PROVIDED DATA
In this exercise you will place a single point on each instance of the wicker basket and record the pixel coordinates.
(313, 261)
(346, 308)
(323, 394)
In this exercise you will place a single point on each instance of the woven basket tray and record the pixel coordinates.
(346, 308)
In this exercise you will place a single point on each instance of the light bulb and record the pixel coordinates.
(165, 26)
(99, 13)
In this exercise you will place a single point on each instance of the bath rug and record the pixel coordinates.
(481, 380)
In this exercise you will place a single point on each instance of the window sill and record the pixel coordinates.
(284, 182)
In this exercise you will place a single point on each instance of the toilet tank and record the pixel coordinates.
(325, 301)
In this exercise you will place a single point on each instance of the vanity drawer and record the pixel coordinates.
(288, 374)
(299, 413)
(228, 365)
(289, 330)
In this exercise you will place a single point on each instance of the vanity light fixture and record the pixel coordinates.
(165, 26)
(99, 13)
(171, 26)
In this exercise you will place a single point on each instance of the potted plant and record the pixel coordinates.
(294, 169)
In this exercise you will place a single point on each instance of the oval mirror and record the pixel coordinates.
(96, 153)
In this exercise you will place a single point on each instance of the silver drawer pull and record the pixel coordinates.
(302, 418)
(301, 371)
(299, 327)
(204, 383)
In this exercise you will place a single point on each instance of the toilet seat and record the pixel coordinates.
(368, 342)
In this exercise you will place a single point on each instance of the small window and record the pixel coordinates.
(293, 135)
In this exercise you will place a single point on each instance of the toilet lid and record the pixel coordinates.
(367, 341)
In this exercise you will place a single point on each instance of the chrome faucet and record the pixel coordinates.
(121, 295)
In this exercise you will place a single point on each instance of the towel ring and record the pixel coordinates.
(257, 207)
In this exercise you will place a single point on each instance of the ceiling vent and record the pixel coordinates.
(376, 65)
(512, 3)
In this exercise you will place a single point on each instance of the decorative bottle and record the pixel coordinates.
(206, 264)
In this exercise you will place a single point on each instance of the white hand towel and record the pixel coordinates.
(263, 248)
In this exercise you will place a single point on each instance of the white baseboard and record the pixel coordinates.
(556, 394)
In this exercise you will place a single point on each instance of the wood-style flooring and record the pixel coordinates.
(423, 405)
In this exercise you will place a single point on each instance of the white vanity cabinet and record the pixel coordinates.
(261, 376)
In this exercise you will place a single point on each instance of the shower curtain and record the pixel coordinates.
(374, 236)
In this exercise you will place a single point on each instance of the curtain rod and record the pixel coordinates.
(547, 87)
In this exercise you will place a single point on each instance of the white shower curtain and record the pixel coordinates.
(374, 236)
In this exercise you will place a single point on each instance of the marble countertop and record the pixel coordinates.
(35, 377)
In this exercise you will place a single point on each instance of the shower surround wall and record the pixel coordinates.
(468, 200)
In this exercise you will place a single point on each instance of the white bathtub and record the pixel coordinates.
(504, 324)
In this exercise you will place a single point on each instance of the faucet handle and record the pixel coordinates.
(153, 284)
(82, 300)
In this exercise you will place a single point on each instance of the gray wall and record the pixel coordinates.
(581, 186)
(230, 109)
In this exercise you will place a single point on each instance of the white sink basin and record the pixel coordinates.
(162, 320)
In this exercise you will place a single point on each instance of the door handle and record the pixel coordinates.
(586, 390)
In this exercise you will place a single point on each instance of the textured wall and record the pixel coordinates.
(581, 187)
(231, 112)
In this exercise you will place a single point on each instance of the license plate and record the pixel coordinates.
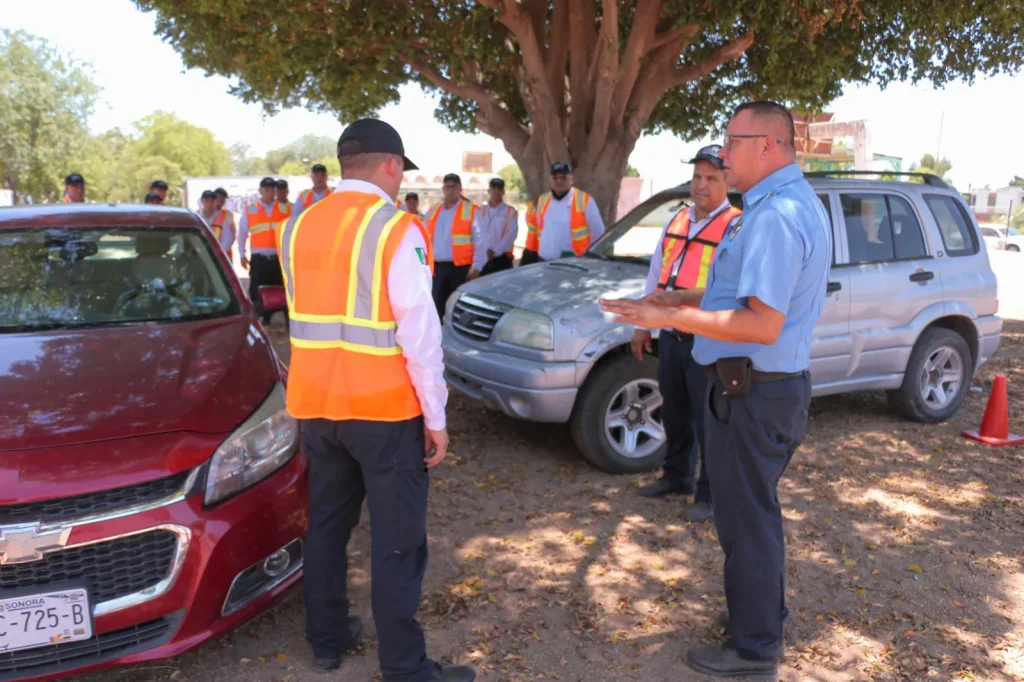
(48, 617)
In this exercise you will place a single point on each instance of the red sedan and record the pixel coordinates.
(152, 491)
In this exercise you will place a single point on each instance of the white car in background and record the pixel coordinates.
(998, 238)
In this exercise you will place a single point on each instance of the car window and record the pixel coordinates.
(954, 225)
(881, 227)
(60, 278)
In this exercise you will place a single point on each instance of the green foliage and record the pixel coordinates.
(45, 102)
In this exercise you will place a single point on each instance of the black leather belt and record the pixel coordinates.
(711, 371)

WHAT TO DO
All lines of the material above should be returned unchanged, but no pictures should be included.

SOLUTION TO THE EXERCISE
In this exercise you will place a single point on each instance of the wicker basket and record the pixel coordinates.
(313, 261)
(346, 308)
(323, 394)
In this exercise you will place a single point on each instance of the woven basket tray and record the pixel coordinates.
(346, 308)
In this exercise you will place a single point on each instance of the light bulb and record the pixel coordinates.
(165, 26)
(99, 13)
In this exercise you will place a single point on each instance of the bath rug and record the pixel coordinates.
(481, 380)
In this exercise you will place a single point on each instance of the window sill and record the pixel coordinates.
(284, 182)
In this exercise you will place a single point on each instance of the toilet tank and record the pixel coordinates.
(325, 301)
In this exercise you will place a single point on each instance of the vanity drawer and record the pixel coordinates.
(288, 374)
(299, 413)
(228, 365)
(289, 330)
In this exercise you will place a single point on each instance of the vanity light fixture and record the pixel coordinates.
(165, 26)
(99, 13)
(171, 26)
In this exercise you will place a single point on each instance of the potted plant and record the pixel coordinates.
(294, 169)
In this exercise you will place a single point on each instance of the oval mirror and record the pixel coordinates.
(96, 153)
In this exercise you will place a single point on each instance of the silver drawer pull and record the pixel coordinates.
(302, 418)
(301, 371)
(299, 327)
(204, 383)
In this exercise you will place a single point on each instance of the toilet seat and record the pixel coordinates.
(368, 342)
In this exercise you will place a single point on each instance of the small window and record the pixel coordinates.
(293, 135)
In this exercise you will place a single point on each instance of the toilet lid and record the pixel coordinates.
(367, 341)
In this exercise you will place a single point on each instance of the chrome faucet and record the pixel coordinates.
(121, 295)
In this exercise you will place a single point on each instance of the towel ring and record the pixel coordinates.
(257, 207)
In this exercise you will place a single point on each instance of the ceiling vent and record the pixel coordinates.
(376, 65)
(512, 3)
In this exercise you will place a single point on each instance of the decorative bottle and record the pixel coordinates.
(206, 264)
In this exercise you will place a single point on each instance of the white hand towel and record the pixel coordinates.
(263, 248)
In this exercise you will place a single point on each instance of the white baseboard and record the pixel coordinates.
(556, 394)
In this exercise you will place a single point on each instance of the wood-style flooring and record the pixel coordinates.
(423, 405)
In this exercise you will place a single point on each instance of the white vanity cabinet and record the pixel coordinates.
(261, 376)
In this exercise you will place a single point on each instance of the shower curtain and record the pixel coordinates.
(374, 236)
In this exercise you will place a single point on each instance of the curtain rod and record the pixel coordinates.
(547, 87)
In this exercise you will place a single point on each instance of the white shower curtain and record the pixel coordinates.
(374, 236)
In this exercise you will place a single point on each instance of the marble countertop and record the pixel coordinates.
(35, 377)
In this exercise you will place a single point on each instance of the shower surround wall and record the pixel coordinates.
(468, 200)
In this exercise you will place a single point on each instance of the white bathtub and record the pixel coordinates.
(504, 324)
In this exercise you will place a single point on each instance of the faucet handle and record the pixel coordinates.
(153, 284)
(82, 300)
In this exercise you will place a single point on each instance of the gray wall and record the pixel coordinates.
(581, 186)
(230, 109)
In this exercise you will place a single point on each instance of the white sink basin and record the pixel coordinates.
(162, 320)
In this exercise you will place a single point on each instance of the door handle and record the pixel coordinates.
(586, 390)
In this exercise you will place a single point on each instance of the textured wall and record the pixel coordinates.
(581, 187)
(231, 112)
In this exercise you will place a single point on each instance of the license plate and record the pixel coordinates.
(48, 617)
In this exercise you will place a single point on each instance of the red sedan and record the pixel coordinates.
(152, 491)
In this exercise you will place a single point on each instance of the white car in background and record the pixel coordinates.
(998, 238)
In this exercise you will place a single point on each instance of the car window and record the pixel coordinates.
(954, 225)
(881, 227)
(60, 278)
In this exercise you will place a single point on each instance of the green foliage and record the pixel coordinates.
(45, 102)
In this exercise you will place a single point on each instance of the black leather belt and record the pixel coordinates.
(711, 371)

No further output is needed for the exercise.